• **Set task**
Reproduce each of the records below word for word, omitting the pictures from your answer.

-- START Data provided --

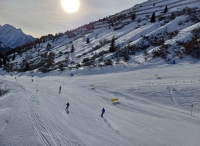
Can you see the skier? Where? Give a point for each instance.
(59, 89)
(67, 106)
(103, 111)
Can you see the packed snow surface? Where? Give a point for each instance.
(154, 107)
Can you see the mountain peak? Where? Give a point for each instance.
(12, 37)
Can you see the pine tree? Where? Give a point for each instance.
(13, 57)
(48, 46)
(27, 67)
(166, 10)
(153, 18)
(112, 45)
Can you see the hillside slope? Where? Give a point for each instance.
(151, 111)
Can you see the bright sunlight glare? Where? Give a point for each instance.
(70, 6)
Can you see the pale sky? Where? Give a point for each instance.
(42, 17)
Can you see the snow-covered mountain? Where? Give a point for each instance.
(167, 30)
(12, 37)
(158, 102)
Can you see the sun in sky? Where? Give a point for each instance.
(70, 6)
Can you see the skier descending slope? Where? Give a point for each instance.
(59, 89)
(67, 106)
(103, 111)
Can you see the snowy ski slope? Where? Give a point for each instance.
(151, 111)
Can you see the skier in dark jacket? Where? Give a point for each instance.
(60, 89)
(103, 111)
(67, 106)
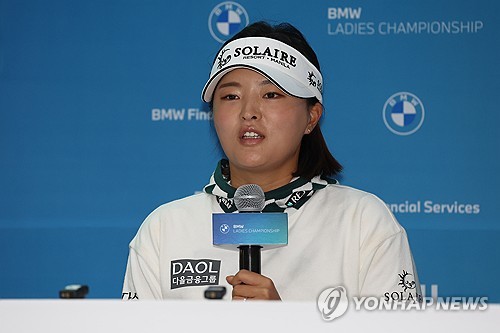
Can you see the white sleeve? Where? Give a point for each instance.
(390, 273)
(387, 269)
(142, 276)
(141, 279)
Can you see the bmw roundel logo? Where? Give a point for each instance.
(403, 113)
(226, 19)
(224, 228)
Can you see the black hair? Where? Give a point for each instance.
(315, 158)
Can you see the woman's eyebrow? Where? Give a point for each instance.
(237, 84)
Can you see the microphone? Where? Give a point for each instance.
(250, 199)
(249, 231)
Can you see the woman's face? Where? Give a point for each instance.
(259, 126)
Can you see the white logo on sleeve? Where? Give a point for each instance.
(333, 303)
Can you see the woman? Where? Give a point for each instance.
(265, 91)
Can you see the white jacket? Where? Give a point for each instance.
(340, 237)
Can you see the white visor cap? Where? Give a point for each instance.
(286, 67)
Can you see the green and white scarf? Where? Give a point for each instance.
(291, 195)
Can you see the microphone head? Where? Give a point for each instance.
(249, 198)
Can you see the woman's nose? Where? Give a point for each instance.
(250, 111)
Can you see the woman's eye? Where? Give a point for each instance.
(271, 95)
(230, 97)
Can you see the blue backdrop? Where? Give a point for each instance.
(101, 121)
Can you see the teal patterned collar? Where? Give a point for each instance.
(291, 195)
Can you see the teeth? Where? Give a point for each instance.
(251, 135)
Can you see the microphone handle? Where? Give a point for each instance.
(250, 257)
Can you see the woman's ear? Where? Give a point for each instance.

-- END Data provided --

• **Solution**
Can you see the skier? Where? Give a point for each instance.
(59, 89)
(67, 106)
(103, 111)
Can you see the packed snow surface? Where? Give a point for each instance.
(154, 107)
Can you see the mountain peak? Where? Give a point for each instance.
(12, 37)
Can you see the pine tree? Where? Give a point for each instance.
(13, 57)
(48, 46)
(27, 67)
(166, 10)
(153, 18)
(112, 45)
Can you see the hillside slope? Where? Give a point for each instance.
(151, 111)
Can you see the bright sunlight glare? Where? Give a point for each instance.
(70, 6)
Can you see the pale sky? Where? Give a point for each instance.
(42, 17)
Can you see the snow-covered mountain? Where? Give a point for each instance.
(167, 30)
(12, 37)
(158, 102)
Can you see the sun in sky? Where? Give a point for each instance.
(70, 6)
Can you see the skier descending slope? Where? Give a point for each instance.
(59, 89)
(67, 106)
(103, 111)
Can you see the snowy ski slope? Where? Give a point for each instance.
(151, 111)
Can you see the skier in dark jacket? Where? Give a point for each instance.
(60, 89)
(103, 111)
(67, 106)
Can you see the white sleeve? Where? Give a point for each instance.
(390, 273)
(387, 269)
(142, 276)
(141, 279)
Can you see the bmw roundel logo? Where? Give a point for each instance.
(403, 113)
(226, 19)
(224, 228)
Can you see the black hair? Where? Give a point for each instance.
(315, 158)
Can you see the woman's eyebrow? Where? Give a point for each instance.
(237, 84)
Can you see the microphone? Where? Give a point for each instance.
(250, 199)
(249, 231)
Can you see the woman's face? Where? Give a point for each instance.
(259, 126)
Can you see the white logo on sleeve? Where? Give a point for each instance.
(333, 303)
Can you see the woman? Where? Give a point for each instance.
(265, 91)
Can you see the white jacket? Where? Give a point for each instance.
(340, 237)
Can you see the white visor cap? Where? Give a point for each instance.
(286, 67)
Can you see the green and white scarf? Where? Give a point for each instance.
(291, 195)
Can you see the microphone head? Where? Give a point for each instance.
(249, 198)
Can you see the woman's nose? Where? Give a point for each instance.
(250, 111)
Can you see the woman's eye? Where? Give a point for each instance.
(271, 95)
(230, 97)
Can you see the blue backdrop? Where? Give a point for each instance.
(101, 121)
Can you see the teal patterned collar? Where? Give a point for each instance.
(291, 195)
Can you see the teeth? Where? Give a point for each instance.
(251, 135)
Can you see the microphone handle? Where? Give a point for each instance.
(250, 257)
Can you see the woman's ear? Where? Give a point for each instance.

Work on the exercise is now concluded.